**Extract to read**:
It follows by Assumption 2.1 that

\bar{F} (t) \leq \bar{G} (t) \forall t \in R .

(12)

Now, for any $t \in R$ define

ψ (t) := {\bar{G}}^{- 1} (1 - \bar{F} (t)) .

(13)

It can be easily verified that the function $h (t) := ψ (t) - t$ has a unique solution, $t^{*}$ , such that $t^{*} = ψ (t^{*})$ and

\bar{G} (t^{*}) = 1 - \bar{F} (t^{*}) := τ .

(14)

As we will see below, the value of $t^{*}$ serves as a cut-off point to differentiate between the distribution governing distances between instances in class $C_{1}$ and the distribution of distances going from instances in $C_{1}$ to all remaining instances. To allow for our procedure to effectively discern between these two distributions, we have to restrict or limit the extent of the potential ‘overlap’ between them to less than 50% of their respective areas (see Figure 4 in Section 3.2.2 below for an illustration of this point). Accordingly, and in light of Assumption 2.1 and (12), we require that this cut-off point $t^{*}$ between these two distributions will strictly be greater than the median of $\bar{G}$ , namely,

Figure 4. — A histogram of all distances within $C_{1}$ (red/left) and between instances in $C_{1}$ and those in $C_{2}$ (blue/right) for p = 0, $N_{1} = 500$ , n = 100, and $ρ_{12} = ρ_{2} = 0.2$ . The lines are generated from a normal distribution with mean and standard deviations matched to the data.

**Data listing**:
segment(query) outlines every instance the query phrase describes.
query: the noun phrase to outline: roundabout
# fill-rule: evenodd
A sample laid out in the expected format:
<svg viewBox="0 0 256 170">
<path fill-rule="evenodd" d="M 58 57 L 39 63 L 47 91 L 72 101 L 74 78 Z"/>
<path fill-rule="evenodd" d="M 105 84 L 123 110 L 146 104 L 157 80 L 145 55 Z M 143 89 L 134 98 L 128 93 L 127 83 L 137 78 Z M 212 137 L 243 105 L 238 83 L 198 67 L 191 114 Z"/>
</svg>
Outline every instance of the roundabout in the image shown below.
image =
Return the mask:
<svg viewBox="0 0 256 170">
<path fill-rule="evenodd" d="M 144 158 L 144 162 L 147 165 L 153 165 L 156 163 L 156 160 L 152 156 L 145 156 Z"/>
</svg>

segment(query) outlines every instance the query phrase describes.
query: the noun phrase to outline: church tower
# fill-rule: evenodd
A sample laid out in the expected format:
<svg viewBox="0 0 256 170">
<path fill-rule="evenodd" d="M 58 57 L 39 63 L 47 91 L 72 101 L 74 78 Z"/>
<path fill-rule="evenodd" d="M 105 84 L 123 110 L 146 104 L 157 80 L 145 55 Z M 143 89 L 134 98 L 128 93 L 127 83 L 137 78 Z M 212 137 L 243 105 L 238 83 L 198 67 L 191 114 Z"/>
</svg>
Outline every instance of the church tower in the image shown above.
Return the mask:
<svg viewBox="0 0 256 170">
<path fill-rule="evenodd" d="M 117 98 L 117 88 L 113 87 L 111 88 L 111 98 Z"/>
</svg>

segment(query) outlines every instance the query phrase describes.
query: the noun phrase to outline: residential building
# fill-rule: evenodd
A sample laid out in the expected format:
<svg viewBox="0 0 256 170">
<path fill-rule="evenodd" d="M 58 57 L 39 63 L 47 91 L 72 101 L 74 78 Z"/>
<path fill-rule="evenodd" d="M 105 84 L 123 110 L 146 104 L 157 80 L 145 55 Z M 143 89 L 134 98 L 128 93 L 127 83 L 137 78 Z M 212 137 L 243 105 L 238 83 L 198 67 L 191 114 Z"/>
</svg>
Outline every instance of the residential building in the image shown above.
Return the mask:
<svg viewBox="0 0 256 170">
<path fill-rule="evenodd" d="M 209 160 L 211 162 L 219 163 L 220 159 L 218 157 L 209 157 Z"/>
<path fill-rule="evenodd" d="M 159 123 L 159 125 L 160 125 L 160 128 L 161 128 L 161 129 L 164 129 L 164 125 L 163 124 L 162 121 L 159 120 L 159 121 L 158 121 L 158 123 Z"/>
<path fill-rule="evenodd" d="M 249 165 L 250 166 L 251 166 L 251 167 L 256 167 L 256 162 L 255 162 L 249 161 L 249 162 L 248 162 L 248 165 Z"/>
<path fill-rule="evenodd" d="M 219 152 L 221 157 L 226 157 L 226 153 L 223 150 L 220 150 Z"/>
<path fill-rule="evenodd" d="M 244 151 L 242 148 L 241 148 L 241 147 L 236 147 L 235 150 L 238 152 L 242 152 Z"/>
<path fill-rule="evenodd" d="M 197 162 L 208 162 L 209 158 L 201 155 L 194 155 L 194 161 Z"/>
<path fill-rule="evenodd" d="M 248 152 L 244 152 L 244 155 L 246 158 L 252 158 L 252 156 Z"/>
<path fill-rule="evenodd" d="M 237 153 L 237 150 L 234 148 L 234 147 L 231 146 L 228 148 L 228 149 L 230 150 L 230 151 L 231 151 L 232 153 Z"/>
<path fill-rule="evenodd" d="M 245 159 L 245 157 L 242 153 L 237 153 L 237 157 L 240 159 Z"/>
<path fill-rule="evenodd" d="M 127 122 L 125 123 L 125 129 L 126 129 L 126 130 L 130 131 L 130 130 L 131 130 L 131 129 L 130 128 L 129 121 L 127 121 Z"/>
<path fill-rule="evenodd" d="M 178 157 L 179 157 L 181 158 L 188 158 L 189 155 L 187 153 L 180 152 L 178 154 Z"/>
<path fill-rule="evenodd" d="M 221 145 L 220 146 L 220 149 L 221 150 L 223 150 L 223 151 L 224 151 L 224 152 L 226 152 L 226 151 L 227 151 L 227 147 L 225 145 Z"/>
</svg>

**To do**:
A: Count the lines of the entries that contain the string "image", treating uppercase and lowercase as different, and give only that number.
B: Extend the passage on the cut-off point between distance distributions, starting after its last sentence.
The passage on distance distributions and the entries were taken from unrelated sources.

**Outputs in order**:
A: 4

B:
Assumption 2.2 Restricted Overlap —

We assume that $t^{*} > {\bar{G}}^{- 1} (1 / 2)$ in (14) so that $τ = \bar{G} (t^{*}) > 0.5$ .

2.2. The testing procedure

2.2.1. Constructing the test

Consider at first class $C_{1}$ and the $N_{1}$ instances initially assigned to it. Based on the available data, we are interested in constructing a testing procedure for determining whether or not a given instance that was assigned to class $C_{1}$ should be retained or be removed from it (and potentially be reassigned to a different class). That is, for each selected instance from the list $i \in {1, 2, \dots, N_{1}}$ of instances labeled $C_{1}$ , we consider the statistical test of the hypothesis

H_{0}^{(i)} : i \in C_{1} (the initial label is correct)

(15)

against

H_{1}^{(i)} : i \notin C_{1} (the initial label is incorrect),

(16)

for $i = 1, \dots, N_{1}$ . The final result of these successive $N_{1}$ hypotheses tests is the set of all those instances in $C_{1}$ for which $H_{0}^{(i)} : i \in C_{1}$ was rejected and thus, providing the set of those instances in $C_{1}$ which were deemed to have been mislabeled. As we will see below, the successive testing procedure we propose is constructed so as to control the maximal probability of a type I error, while minimizing the probability of a type II error.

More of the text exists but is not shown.